=== TO BE DONE ===
Starting at the line that contains "of the tall" and stopping after the last line of the data, rewrite every line in that span, adding 48 to each coordinate value in the answers and leaving all other text unchanged.

=== TASK MATERIAL ===
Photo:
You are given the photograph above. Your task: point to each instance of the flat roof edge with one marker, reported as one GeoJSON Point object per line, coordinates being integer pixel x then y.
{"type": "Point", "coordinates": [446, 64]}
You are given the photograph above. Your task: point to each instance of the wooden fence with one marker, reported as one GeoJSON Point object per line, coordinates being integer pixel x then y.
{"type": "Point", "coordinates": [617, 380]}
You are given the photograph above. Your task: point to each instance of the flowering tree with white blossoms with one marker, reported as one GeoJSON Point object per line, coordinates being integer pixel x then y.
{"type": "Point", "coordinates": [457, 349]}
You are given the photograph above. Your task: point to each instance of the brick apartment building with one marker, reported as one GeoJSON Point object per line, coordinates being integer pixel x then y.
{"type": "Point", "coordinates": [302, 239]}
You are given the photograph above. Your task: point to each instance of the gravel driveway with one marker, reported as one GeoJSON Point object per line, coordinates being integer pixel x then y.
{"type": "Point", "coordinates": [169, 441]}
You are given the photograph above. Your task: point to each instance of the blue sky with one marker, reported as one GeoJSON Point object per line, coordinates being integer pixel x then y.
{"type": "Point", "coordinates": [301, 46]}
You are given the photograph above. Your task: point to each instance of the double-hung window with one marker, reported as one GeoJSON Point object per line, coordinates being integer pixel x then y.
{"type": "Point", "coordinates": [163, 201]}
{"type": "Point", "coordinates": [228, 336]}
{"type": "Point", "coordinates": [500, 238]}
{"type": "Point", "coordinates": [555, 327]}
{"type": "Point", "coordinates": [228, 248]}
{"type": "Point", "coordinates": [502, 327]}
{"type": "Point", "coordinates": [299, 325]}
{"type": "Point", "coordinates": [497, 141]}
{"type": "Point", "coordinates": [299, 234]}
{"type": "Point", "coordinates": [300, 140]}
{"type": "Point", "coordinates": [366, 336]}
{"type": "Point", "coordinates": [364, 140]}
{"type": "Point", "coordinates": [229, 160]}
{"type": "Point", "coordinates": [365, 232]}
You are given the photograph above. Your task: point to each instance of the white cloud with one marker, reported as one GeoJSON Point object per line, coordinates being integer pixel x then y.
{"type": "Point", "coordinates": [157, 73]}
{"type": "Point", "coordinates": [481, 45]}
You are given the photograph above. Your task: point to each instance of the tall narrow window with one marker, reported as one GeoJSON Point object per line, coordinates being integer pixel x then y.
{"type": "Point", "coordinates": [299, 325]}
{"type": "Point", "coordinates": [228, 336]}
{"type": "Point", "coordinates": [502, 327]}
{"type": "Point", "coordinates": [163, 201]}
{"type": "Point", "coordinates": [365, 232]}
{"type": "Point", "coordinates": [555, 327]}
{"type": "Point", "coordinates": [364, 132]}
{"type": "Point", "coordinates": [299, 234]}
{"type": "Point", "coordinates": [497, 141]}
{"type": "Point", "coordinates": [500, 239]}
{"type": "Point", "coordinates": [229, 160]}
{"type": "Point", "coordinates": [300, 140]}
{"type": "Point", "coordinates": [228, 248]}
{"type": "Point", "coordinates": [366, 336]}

=== REPLY TO THE TASK ===
You are given the photograph above. Your task: point to each instance of the tall narrow window with one marker, reported as one GeoJSON Point object per line, coordinates being integer pixel x then y.
{"type": "Point", "coordinates": [347, 373]}
{"type": "Point", "coordinates": [276, 384]}
{"type": "Point", "coordinates": [550, 375]}
{"type": "Point", "coordinates": [211, 249]}
{"type": "Point", "coordinates": [413, 280]}
{"type": "Point", "coordinates": [603, 375]}
{"type": "Point", "coordinates": [412, 180]}
{"type": "Point", "coordinates": [347, 282]}
{"type": "Point", "coordinates": [545, 189]}
{"type": "Point", "coordinates": [548, 287]}
{"type": "Point", "coordinates": [277, 208]}
{"type": "Point", "coordinates": [348, 188]}
{"type": "Point", "coordinates": [276, 296]}
{"type": "Point", "coordinates": [414, 384]}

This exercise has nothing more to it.